─── SELECTED EXCERPT
Coyotes, along with ravens, are known for being the trickster energy of the animal world. Coyote stories abound in Native American legends.
Coyotes represent wisdom and folly, sacred and mundane, the need to be in truth but the impatience that succumbs to illusion.
Coyote energy is rampant in today’s world, as we deal with the need to accurately observe people at all levels of society who are seeking to deceive us. Coyote recognizes the deceit behind the illusive facade – in whatever area it is occurring.
Not a bad totem to have in these turbulent times!
Now coyote energy also has a short attention span. They can be good for a time, then their natural impatience comes forward and they may act without thought.
That quality also provides us a contemporary lesson. As we deal with the long-term controlled action needs of this pandemic, it is easy to slip into impatient and imprudent action. This is an situation we each also need to monitor. Here’s a classic coyote legend about how the heavens got so messy:
Coyote is just being coyote when he sees the Creator placing the stars in the sky from a bag in a very orderly manner. Coyote asks if he can help and the Creator lets coyote place stars in the sky reminding him to be sure and put the stars up in an orderly manner. Coyote does it correctly, but, as is his nature, coyote becomes impatient and throws the whole bag of stars into the sky distributing the stars helter skelter. The Creator scolds him for his carelessness and for the mess he made. Coyote leaves with his tail between his legs. Soon, however, Coyote goes back to being a coyote, only after that he howls at night when he sees the mess he made with the stars.
If this energy speaks to you and your situation, you can check out more Native American coyote stories like the one above at indigenouspeoples.net
This handsome coyote lives in the protected natural setting of the Arizona-Sonora Desert Museum, Tucson, Arizona. He is perfectly at ease at sunset, resting after a long sunny day of being – coyote.
──────
─── EXTRACTED ENTRIES
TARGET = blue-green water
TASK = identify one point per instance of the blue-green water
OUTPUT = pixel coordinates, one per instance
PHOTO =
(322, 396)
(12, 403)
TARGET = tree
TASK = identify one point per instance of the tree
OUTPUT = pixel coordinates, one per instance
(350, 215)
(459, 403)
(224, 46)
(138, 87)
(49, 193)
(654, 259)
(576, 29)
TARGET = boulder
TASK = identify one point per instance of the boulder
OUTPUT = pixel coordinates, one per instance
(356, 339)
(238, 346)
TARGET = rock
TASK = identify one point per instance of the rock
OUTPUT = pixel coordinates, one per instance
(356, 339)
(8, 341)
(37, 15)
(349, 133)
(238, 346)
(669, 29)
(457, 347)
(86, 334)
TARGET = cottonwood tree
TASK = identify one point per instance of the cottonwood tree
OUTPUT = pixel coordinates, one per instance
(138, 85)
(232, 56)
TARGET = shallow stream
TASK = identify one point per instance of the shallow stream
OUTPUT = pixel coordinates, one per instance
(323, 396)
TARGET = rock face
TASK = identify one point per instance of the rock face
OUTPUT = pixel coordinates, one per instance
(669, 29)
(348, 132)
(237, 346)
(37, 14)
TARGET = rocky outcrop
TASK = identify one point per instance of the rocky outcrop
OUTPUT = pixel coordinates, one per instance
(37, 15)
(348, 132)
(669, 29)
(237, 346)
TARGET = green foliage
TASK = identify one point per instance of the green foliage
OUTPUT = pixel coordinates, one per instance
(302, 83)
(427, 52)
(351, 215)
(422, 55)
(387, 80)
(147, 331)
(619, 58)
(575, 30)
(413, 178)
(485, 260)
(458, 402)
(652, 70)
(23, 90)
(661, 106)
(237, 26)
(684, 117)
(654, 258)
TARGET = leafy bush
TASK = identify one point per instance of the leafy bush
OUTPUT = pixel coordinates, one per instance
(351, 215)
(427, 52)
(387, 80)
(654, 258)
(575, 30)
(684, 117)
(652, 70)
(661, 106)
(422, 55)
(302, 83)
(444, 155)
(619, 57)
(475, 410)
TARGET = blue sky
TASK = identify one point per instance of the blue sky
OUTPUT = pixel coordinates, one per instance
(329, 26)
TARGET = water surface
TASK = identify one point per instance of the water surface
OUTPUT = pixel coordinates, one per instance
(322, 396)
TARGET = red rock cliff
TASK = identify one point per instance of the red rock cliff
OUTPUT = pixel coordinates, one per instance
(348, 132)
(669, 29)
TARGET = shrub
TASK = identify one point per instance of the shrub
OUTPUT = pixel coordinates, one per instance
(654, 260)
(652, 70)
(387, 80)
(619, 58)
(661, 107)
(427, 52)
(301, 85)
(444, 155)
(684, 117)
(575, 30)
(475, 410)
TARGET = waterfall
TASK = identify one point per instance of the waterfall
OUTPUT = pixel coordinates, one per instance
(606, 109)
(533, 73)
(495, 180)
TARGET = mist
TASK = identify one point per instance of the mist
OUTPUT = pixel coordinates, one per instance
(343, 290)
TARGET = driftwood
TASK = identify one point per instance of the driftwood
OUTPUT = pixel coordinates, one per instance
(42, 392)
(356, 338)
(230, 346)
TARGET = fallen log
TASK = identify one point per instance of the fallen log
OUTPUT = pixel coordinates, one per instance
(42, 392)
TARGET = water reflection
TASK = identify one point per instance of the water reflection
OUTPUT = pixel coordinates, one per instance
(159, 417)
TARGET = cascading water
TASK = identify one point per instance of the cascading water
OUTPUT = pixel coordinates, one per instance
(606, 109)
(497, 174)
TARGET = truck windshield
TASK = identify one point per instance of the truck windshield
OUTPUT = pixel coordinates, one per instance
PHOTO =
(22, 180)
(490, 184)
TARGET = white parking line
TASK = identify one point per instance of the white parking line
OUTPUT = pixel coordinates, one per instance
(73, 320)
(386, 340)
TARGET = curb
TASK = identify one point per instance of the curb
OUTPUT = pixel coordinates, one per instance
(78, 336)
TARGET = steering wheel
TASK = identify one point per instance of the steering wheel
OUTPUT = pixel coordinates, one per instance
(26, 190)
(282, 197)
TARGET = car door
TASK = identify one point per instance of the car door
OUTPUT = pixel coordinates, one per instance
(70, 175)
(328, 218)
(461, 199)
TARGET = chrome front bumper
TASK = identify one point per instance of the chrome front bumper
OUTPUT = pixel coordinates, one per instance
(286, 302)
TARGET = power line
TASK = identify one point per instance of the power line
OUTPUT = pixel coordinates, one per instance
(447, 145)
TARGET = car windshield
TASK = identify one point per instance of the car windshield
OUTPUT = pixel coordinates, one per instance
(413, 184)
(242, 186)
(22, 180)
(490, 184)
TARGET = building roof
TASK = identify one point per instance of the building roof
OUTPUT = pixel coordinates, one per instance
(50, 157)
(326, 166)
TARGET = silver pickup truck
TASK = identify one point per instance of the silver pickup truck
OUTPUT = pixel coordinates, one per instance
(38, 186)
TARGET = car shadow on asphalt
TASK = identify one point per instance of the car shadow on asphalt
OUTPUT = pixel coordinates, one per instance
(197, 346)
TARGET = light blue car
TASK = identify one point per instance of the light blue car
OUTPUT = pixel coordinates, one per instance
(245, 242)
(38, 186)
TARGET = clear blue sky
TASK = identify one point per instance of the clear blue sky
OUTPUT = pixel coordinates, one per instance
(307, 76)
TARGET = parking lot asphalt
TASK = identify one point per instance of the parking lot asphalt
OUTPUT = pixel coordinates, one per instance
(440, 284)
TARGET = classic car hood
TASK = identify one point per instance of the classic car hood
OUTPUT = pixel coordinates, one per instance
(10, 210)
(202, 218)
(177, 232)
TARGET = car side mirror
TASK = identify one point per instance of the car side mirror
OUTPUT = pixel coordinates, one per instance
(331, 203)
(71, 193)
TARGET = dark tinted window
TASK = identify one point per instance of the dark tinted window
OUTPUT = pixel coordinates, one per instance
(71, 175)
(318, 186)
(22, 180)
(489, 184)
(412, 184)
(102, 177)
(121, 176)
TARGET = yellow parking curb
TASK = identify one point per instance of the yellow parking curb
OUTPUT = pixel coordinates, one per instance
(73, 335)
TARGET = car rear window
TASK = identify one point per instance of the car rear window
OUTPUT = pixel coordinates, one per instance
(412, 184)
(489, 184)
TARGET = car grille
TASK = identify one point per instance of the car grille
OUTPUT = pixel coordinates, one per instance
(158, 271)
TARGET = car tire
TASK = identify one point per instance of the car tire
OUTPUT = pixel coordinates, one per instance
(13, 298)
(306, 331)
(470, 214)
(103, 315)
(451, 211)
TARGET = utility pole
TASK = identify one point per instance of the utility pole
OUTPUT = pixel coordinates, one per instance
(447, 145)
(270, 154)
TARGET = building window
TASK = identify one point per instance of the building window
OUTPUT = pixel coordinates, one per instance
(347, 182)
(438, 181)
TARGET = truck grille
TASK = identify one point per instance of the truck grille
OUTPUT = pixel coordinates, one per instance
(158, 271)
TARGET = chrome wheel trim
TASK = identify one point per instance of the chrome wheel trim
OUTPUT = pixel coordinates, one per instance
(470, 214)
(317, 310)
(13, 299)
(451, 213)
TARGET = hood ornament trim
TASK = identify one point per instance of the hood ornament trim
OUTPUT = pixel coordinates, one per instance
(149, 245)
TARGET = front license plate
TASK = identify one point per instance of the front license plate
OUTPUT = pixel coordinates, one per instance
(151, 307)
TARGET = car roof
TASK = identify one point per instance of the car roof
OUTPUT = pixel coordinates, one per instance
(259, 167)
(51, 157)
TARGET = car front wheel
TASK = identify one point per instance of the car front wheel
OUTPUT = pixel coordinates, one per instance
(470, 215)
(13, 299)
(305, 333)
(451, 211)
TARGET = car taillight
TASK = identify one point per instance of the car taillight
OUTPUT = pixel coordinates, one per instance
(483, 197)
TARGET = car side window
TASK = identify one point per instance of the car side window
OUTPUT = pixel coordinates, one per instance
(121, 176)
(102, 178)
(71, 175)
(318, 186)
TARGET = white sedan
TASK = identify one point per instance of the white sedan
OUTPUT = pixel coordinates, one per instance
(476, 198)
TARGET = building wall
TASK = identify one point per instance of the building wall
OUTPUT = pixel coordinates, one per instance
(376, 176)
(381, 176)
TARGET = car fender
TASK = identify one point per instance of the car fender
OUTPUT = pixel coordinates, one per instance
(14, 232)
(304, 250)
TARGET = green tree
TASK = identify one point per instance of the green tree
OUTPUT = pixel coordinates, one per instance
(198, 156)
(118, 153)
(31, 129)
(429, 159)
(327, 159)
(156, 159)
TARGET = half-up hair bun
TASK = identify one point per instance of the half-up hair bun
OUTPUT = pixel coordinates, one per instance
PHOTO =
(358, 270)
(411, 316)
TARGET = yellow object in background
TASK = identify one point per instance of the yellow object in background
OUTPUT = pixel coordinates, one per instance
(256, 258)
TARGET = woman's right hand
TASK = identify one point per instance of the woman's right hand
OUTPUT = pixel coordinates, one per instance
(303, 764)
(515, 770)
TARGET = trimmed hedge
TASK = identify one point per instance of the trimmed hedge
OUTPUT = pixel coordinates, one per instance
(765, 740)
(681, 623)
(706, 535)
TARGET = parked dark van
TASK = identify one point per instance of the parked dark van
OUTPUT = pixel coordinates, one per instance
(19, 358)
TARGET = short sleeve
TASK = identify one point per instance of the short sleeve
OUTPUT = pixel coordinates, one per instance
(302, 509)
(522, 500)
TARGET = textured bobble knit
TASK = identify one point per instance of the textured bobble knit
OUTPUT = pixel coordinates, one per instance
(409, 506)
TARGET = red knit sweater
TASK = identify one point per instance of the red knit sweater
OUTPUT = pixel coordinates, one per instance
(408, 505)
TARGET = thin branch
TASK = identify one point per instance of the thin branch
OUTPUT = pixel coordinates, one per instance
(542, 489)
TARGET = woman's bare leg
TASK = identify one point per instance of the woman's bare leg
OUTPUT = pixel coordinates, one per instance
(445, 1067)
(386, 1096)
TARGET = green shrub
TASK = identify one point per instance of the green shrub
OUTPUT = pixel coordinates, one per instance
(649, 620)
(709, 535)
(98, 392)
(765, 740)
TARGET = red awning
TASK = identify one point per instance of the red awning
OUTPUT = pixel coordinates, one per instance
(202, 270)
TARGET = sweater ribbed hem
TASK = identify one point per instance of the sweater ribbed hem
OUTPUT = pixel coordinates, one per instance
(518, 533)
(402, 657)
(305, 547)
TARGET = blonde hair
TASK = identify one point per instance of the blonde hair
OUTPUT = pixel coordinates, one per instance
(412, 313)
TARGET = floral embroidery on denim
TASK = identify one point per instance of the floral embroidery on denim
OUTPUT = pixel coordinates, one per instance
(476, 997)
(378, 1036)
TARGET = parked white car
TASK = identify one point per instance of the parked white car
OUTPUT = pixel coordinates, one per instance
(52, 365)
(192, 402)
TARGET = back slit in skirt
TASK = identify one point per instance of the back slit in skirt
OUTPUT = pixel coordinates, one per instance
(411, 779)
──────
Reproduce the passage of the coyote essay starting at "Coyotes represent wisdom" and ending at "act without thought.".

Coyotes represent wisdom and folly, sacred and mundane, the need to be in truth but the impatience that succumbs to illusion.
Coyote energy is rampant in today’s world, as we deal with the need to accurately observe people at all levels of society who are seeking to deceive us. Coyote recognizes the deceit behind the illusive facade – in whatever area it is occurring.
Not a bad totem to have in these turbulent times!
Now coyote energy also has a short attention span. They can be good for a time, then their natural impatience comes forward and they may act without thought.